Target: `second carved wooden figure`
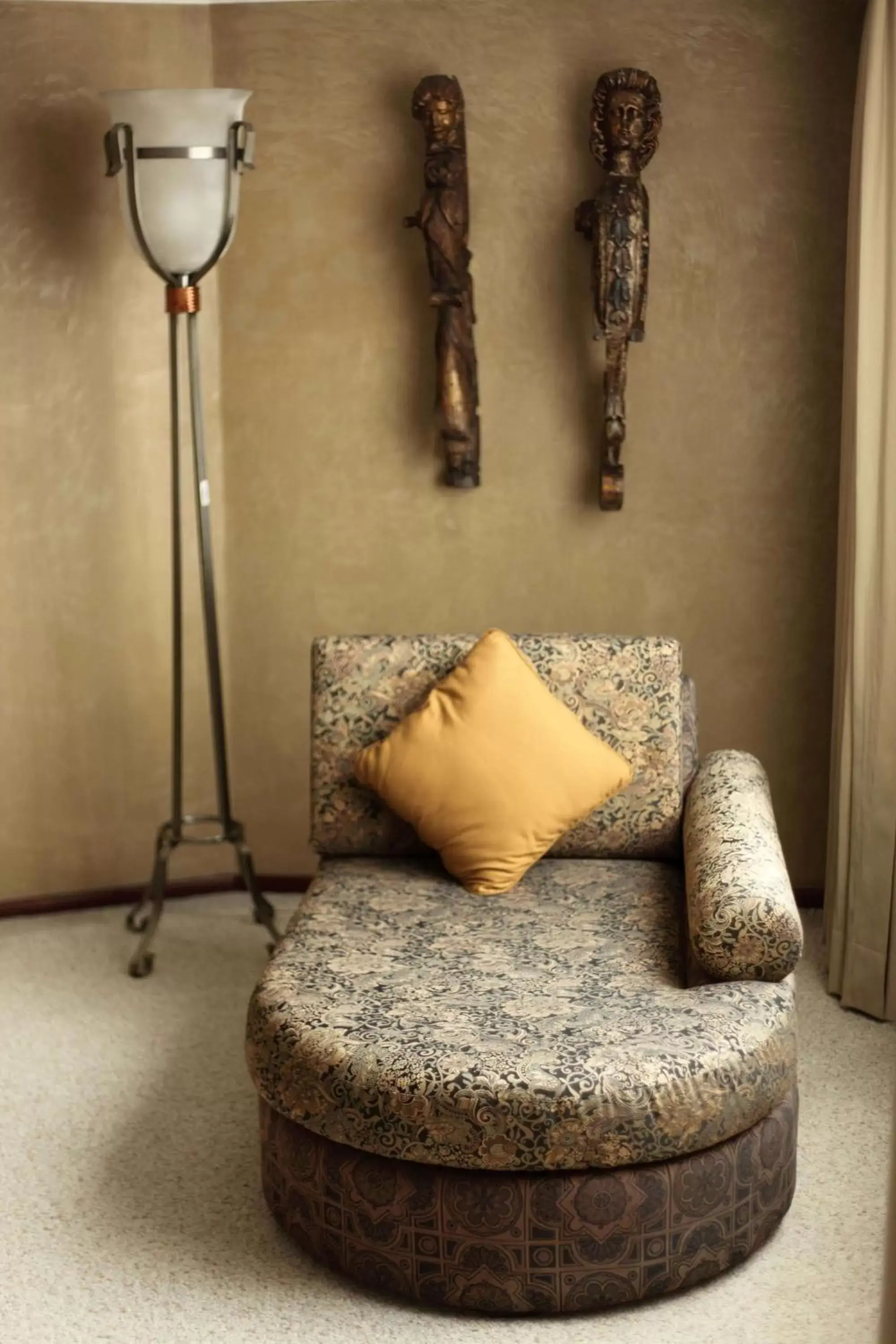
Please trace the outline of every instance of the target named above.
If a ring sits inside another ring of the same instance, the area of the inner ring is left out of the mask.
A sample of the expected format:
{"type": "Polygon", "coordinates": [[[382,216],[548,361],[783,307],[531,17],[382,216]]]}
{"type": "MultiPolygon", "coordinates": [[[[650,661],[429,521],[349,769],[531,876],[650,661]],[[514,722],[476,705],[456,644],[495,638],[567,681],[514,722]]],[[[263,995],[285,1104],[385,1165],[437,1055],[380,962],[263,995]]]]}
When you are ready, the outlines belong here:
{"type": "Polygon", "coordinates": [[[430,304],[437,310],[435,414],[445,482],[465,489],[480,484],[480,398],[466,129],[458,81],[453,75],[426,75],[414,90],[411,112],[426,136],[424,188],[420,208],[406,216],[404,224],[423,234],[430,304]]]}
{"type": "Polygon", "coordinates": [[[647,308],[650,206],[641,171],[653,159],[662,125],[657,81],[646,70],[609,70],[591,102],[591,153],[606,171],[594,200],[583,200],[575,227],[592,245],[594,339],[606,339],[603,374],[603,509],[621,509],[626,435],[629,341],[643,340],[647,308]]]}

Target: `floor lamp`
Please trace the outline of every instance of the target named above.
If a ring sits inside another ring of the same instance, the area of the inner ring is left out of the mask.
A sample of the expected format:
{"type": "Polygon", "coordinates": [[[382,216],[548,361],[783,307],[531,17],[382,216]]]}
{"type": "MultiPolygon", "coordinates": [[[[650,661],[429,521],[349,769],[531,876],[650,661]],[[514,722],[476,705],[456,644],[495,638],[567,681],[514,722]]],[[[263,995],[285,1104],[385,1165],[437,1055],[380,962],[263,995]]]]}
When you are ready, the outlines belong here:
{"type": "Polygon", "coordinates": [[[257,923],[277,939],[274,909],[262,895],[243,827],[231,812],[224,699],[220,677],[215,577],[211,548],[211,491],[206,469],[199,378],[199,282],[234,237],[239,179],[253,165],[253,128],[242,120],[251,97],[244,89],[120,89],[103,94],[111,116],[106,132],[107,176],[118,176],[128,231],[146,265],[165,285],[171,376],[171,569],[172,569],[172,785],[171,817],[159,828],[152,878],[128,915],[140,942],[128,964],[148,976],[168,882],[168,860],[181,844],[231,844],[257,923]],[[187,367],[199,532],[199,574],[208,667],[218,812],[184,813],[183,801],[183,563],[180,527],[179,328],[187,323],[187,367]],[[212,824],[214,833],[199,833],[212,824]]]}

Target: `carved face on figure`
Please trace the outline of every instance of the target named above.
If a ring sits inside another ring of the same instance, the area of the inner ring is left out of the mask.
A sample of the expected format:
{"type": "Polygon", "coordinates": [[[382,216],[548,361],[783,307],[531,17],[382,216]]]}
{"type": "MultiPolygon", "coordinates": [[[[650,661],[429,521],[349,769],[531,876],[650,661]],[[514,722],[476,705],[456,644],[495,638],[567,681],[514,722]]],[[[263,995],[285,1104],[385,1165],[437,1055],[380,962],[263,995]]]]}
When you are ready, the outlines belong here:
{"type": "Polygon", "coordinates": [[[607,70],[591,99],[591,153],[602,168],[638,173],[653,159],[662,125],[657,81],[646,70],[607,70]],[[622,160],[622,163],[619,163],[622,160]]]}
{"type": "Polygon", "coordinates": [[[611,149],[639,149],[646,118],[642,93],[614,89],[607,106],[607,140],[611,149]]]}
{"type": "Polygon", "coordinates": [[[463,94],[453,75],[427,75],[414,90],[411,112],[431,148],[463,148],[463,94]]]}
{"type": "Polygon", "coordinates": [[[457,126],[457,108],[447,98],[434,98],[430,103],[429,132],[437,145],[451,140],[457,126]]]}

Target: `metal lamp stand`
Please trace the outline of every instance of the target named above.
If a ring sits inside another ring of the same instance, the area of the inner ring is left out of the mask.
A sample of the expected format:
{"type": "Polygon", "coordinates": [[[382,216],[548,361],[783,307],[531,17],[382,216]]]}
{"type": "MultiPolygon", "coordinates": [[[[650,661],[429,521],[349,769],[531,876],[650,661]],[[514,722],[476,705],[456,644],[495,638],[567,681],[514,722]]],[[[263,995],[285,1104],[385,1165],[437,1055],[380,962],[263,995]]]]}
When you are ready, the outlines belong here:
{"type": "Polygon", "coordinates": [[[134,151],[133,130],[118,122],[105,137],[106,176],[114,177],[122,169],[126,172],[128,206],[130,223],[137,245],[152,270],[165,282],[165,309],[168,312],[168,348],[171,376],[171,574],[172,574],[172,785],[171,817],[163,823],[156,836],[156,856],[149,886],[141,900],[128,914],[126,925],[132,933],[138,933],[140,942],[128,962],[128,973],[137,978],[148,976],[153,968],[152,941],[165,905],[168,882],[168,860],[181,844],[230,844],[236,852],[239,871],[253,902],[253,915],[263,925],[271,938],[279,934],[274,922],[274,907],[262,894],[255,875],[251,849],[246,843],[243,825],[238,821],[230,804],[230,781],[227,773],[227,738],[224,731],[224,698],[220,677],[220,648],[218,640],[218,613],[215,607],[215,574],[211,547],[211,493],[206,470],[206,439],[203,431],[201,384],[199,376],[199,281],[211,270],[227,247],[236,223],[238,176],[244,168],[253,167],[253,128],[246,121],[231,125],[227,146],[191,145],[183,148],[140,148],[134,151]],[[227,196],[224,219],[219,241],[204,266],[188,276],[167,271],[153,257],[140,220],[137,184],[134,173],[137,159],[227,159],[227,196]],[[193,448],[193,485],[196,499],[196,520],[199,534],[199,573],[203,602],[203,628],[206,634],[206,660],[208,667],[208,700],[211,710],[212,747],[215,758],[215,789],[218,812],[208,816],[184,813],[184,632],[183,632],[183,563],[180,527],[180,371],[179,371],[179,324],[187,321],[187,362],[189,370],[189,415],[193,448]],[[193,828],[215,824],[214,835],[191,833],[193,828]]]}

Exercise task:
Give the number of lines in the listing that contain the word "figure". Reply with the number alone.

Output of the exercise:
2